Personal information
- Native name: מלכה חלפון-פוטשניק

Sport
- Country: Israel
- Sport: Wheelchair basketball Paralympic athletics Paralympic swimming

Medal record
| Event | 1st | 2nd | 3rd |
| Paralympic Games | 4 | 5 | 1 |
Representing Israel
Paralympic Games
Paralympic athletics
| Gold medal – first place | 1968 Tel Aviv | Club throw special class |
| Gold medal – first place | 1968 Tel Aviv | Javelin special class |
| Gold medal – first place | 1972 Heidelberg | Shot put 5 |
| Silver medal – second place | 1968 Tel Aviv | Discus throw special class |
| Silver medal – second place | 1968 Tel Aviv | Shot put special class |
| Silver medal – second place | 1972 Heidelberg | Javelin throw 5 |
| Bronze medal – third place | 1972 Heidelberg | Discus throw 5 |
Paralympic swimming
| Silver medal – second place | 1968 Tel Aviv | 50m breaststroke special class |
| Silver medal – second place | 1968 Tel Aviv | Medley relay |
Wheelchair basketball
| Gold medal – first place | 1968 Tel Aviv | Women's tournament |

= Malka Potashnik =

Israeli Paralympic competitor

Malka Halfon-Potashnik (מלכה חלפון-פוטשניק; born 1949) is an Israeli Paralympic champion. She won four gold, four silver, and one bronze medal.

== Life ==
Potashnik was born into the Halfon family and experiences paralysis in her right leg. She began training at a sports center for people with disabilities, and in 1967, she participated in the Stoke Mandeville Games where she won both gold and silver medals.

At the 1968 Summer Paralympics, in Tel Aviv, she won gold medals in Wheelchair Basketball, Women's Club Throw Special class, and Women's Javelin Special class. She won silver medals in Women's Shot Put Special class, Women's 50 meters Breaststroke Special class, Women's swimming medley relay, and Women's Discus Throw Special class.

At the 1972 Summer Paralympics, in Heidelberg, she won a gold medal in Women's Shot Put 5, silver medal in Women's Javelin 5, and bronze medal in Women's Discus Throw 5.

At the 1992 Summer Paralympics in Barcelona, she competed in Women's Discus Throw THS2, and Women's Shot Put THS2.

== Family ==
In 1968, she married disabled athlete Zvi Potashnik. From 1967 to 1980, while at the height of her athletic career, she worked as an operator at the Office Mechanization Center of the Ministry of Finance.

TASK REQUIREMENTS
According to the biography of Malka Potashnik, what job did she hold from 1967 to 1980, and where?

DATA TO EXAMINE
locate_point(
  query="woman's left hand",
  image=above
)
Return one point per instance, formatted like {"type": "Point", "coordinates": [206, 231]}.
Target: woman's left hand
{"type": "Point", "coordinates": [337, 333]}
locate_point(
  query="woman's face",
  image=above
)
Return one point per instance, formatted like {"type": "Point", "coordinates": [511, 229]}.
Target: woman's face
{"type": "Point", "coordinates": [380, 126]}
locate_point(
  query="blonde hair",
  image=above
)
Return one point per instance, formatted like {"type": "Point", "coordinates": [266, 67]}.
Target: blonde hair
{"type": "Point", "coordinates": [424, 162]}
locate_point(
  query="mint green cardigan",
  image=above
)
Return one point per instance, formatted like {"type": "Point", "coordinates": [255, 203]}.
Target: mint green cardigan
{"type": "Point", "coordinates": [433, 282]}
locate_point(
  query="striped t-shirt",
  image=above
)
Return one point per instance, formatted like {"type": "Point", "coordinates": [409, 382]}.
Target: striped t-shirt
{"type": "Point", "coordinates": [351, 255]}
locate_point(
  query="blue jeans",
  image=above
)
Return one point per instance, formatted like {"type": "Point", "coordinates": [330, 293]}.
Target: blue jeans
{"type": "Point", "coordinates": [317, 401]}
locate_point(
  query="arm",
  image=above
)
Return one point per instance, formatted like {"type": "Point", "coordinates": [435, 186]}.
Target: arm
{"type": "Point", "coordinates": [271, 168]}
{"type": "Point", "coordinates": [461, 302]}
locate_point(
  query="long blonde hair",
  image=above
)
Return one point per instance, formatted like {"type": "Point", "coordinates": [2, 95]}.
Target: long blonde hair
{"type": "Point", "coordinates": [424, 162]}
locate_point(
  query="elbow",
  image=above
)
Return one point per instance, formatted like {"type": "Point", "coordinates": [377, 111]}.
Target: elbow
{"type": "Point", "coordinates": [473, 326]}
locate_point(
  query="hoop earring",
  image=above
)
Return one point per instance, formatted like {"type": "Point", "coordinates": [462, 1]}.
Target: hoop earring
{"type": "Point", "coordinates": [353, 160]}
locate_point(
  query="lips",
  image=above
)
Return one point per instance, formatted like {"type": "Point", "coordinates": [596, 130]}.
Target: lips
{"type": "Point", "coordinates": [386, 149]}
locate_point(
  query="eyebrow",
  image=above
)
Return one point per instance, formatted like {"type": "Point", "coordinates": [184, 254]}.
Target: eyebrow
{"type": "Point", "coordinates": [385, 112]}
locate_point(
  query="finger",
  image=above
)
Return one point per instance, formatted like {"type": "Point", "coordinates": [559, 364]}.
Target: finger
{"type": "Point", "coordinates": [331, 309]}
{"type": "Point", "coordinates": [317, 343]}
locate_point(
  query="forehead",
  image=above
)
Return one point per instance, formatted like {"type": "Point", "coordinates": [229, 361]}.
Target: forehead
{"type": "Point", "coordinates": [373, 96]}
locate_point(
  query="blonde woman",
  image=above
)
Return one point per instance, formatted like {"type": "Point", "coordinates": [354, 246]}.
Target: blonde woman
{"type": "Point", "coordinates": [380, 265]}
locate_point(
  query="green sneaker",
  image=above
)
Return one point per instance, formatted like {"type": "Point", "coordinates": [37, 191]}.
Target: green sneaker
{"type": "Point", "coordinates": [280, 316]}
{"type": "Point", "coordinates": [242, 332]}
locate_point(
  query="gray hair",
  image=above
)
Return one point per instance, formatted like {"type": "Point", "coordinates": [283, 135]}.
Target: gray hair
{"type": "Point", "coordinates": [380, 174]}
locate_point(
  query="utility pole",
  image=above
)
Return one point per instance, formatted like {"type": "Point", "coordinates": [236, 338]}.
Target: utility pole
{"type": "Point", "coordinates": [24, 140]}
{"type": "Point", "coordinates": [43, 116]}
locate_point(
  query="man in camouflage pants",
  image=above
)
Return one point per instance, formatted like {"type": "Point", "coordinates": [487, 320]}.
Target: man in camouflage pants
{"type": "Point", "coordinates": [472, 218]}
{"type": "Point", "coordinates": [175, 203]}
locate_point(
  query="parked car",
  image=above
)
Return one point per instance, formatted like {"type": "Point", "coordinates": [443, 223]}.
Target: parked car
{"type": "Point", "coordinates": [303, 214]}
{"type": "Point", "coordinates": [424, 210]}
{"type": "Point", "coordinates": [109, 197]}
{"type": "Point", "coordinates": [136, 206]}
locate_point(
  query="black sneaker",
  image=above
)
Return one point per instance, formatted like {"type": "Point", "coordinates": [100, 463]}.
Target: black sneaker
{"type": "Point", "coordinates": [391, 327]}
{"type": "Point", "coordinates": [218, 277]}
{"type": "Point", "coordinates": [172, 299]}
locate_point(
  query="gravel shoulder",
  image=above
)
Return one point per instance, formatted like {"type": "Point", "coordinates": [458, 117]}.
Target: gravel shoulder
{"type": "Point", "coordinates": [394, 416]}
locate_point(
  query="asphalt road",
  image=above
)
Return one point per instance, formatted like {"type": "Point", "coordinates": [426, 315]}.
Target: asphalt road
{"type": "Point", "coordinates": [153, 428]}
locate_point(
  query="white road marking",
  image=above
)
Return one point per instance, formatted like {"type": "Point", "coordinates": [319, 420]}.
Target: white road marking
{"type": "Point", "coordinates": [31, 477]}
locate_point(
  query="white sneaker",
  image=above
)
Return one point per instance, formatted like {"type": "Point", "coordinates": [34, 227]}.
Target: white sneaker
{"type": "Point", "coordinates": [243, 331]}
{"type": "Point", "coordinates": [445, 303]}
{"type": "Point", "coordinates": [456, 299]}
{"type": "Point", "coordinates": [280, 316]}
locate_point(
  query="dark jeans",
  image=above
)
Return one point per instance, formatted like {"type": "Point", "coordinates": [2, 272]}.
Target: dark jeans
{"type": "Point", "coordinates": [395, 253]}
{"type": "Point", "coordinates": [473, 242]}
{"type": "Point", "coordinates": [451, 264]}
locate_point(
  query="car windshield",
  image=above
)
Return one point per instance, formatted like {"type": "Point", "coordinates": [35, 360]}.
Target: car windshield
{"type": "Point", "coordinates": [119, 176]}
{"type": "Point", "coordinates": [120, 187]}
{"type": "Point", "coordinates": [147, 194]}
...
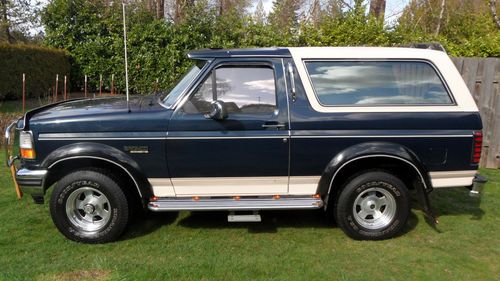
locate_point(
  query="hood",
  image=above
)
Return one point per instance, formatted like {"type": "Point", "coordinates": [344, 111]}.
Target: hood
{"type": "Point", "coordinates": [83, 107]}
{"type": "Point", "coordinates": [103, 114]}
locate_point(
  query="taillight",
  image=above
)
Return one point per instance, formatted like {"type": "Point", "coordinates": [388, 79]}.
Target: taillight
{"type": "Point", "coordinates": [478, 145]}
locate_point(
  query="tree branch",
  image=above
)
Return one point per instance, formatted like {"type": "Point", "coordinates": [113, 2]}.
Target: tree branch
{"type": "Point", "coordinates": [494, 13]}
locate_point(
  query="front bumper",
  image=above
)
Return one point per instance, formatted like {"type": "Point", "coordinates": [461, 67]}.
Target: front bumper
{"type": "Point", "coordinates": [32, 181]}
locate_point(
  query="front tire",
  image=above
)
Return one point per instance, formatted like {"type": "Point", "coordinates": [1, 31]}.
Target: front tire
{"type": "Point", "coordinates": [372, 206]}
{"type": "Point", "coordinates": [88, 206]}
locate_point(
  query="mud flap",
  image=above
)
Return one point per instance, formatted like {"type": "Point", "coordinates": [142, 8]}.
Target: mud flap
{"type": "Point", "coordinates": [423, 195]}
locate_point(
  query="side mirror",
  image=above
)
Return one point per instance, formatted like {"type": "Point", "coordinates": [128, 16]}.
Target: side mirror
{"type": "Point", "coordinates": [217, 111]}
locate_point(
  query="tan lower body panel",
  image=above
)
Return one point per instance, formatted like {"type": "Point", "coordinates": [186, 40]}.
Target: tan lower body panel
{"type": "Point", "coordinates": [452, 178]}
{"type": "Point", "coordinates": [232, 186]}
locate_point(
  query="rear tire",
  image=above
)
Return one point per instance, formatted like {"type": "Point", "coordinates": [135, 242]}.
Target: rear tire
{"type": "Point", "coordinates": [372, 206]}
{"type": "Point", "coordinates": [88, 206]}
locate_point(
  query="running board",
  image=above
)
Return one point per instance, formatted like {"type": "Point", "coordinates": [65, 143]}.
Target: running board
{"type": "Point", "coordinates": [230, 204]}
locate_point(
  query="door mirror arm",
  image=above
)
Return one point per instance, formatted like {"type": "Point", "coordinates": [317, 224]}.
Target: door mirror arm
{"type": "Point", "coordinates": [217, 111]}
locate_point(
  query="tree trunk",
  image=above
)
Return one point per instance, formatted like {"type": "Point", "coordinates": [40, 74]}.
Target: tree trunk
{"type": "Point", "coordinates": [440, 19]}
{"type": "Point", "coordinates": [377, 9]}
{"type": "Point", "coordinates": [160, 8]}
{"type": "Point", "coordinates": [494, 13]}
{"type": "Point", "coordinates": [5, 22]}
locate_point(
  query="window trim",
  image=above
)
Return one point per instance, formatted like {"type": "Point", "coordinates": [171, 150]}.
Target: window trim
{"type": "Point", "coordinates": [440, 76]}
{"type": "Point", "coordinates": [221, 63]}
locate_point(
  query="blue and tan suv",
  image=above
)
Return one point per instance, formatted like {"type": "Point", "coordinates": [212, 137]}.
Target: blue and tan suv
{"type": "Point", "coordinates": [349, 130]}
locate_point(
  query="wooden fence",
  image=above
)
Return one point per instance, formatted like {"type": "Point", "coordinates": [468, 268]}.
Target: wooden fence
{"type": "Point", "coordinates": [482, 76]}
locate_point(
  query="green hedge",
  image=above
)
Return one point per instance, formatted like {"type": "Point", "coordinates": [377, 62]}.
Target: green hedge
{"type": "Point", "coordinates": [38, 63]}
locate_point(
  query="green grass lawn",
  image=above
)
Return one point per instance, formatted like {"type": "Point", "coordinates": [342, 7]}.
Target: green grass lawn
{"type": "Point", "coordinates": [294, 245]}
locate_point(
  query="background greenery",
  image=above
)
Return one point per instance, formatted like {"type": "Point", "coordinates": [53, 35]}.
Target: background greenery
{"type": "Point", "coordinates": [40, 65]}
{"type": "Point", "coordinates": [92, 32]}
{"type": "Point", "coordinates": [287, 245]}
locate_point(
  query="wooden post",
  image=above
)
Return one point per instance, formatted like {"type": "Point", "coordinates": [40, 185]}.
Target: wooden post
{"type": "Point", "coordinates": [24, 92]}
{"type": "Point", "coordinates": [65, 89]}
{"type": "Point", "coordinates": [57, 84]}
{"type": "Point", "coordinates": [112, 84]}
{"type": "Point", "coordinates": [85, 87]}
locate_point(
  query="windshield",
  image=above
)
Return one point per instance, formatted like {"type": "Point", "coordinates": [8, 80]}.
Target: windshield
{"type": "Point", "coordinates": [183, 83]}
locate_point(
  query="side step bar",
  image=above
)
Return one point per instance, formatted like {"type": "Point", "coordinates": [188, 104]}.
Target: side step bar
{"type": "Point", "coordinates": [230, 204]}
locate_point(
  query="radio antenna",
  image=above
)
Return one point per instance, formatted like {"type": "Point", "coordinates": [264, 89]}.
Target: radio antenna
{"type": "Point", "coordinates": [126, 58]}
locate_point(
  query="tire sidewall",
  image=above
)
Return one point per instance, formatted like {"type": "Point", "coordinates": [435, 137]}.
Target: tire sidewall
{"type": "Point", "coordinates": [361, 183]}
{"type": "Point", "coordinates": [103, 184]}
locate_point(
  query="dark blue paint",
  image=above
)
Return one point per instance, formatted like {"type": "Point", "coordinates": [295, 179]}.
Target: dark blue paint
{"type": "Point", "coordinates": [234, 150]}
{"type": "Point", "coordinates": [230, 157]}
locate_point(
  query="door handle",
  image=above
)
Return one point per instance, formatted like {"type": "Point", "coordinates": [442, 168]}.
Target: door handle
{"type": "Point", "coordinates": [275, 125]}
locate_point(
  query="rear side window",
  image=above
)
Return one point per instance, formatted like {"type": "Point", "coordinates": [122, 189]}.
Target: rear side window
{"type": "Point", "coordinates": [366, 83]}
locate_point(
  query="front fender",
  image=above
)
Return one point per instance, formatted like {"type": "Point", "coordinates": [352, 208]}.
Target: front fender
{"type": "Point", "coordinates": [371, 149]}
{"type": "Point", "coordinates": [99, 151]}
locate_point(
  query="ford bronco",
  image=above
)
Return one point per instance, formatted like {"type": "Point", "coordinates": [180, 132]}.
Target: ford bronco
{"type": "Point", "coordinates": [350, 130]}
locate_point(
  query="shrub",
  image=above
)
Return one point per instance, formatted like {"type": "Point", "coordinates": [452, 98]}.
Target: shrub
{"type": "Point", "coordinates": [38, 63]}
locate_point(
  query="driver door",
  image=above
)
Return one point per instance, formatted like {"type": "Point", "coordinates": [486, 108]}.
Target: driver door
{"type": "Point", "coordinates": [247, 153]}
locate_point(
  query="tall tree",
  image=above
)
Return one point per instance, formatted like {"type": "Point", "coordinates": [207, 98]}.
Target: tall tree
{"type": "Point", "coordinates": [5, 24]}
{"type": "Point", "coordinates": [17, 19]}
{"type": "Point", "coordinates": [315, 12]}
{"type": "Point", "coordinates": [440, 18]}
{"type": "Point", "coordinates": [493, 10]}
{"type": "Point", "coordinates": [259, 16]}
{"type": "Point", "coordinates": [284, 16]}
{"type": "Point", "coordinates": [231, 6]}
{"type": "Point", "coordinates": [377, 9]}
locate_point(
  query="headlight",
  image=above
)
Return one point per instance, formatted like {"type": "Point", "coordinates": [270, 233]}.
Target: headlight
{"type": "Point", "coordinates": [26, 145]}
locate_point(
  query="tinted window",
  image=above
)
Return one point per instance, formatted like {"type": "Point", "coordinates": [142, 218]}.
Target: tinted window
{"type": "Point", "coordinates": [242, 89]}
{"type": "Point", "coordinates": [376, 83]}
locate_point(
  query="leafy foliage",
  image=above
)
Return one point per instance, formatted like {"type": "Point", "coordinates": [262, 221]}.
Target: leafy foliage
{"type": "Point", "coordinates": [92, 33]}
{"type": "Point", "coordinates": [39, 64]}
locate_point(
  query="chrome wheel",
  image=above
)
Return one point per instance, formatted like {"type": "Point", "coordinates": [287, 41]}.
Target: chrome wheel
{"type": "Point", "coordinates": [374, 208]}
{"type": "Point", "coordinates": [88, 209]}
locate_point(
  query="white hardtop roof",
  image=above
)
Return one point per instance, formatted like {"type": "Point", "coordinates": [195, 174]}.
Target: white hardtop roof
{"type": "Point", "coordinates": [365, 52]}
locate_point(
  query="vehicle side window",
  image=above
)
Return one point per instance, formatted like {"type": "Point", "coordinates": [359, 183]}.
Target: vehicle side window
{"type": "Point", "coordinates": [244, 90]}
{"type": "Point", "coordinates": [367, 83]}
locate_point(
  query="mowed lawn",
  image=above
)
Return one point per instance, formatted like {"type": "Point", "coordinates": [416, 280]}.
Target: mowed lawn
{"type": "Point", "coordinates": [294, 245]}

OUTPUT FOR THIS TASK
She worked as an operator at the Office Mechanization Center of the Ministry of Finance.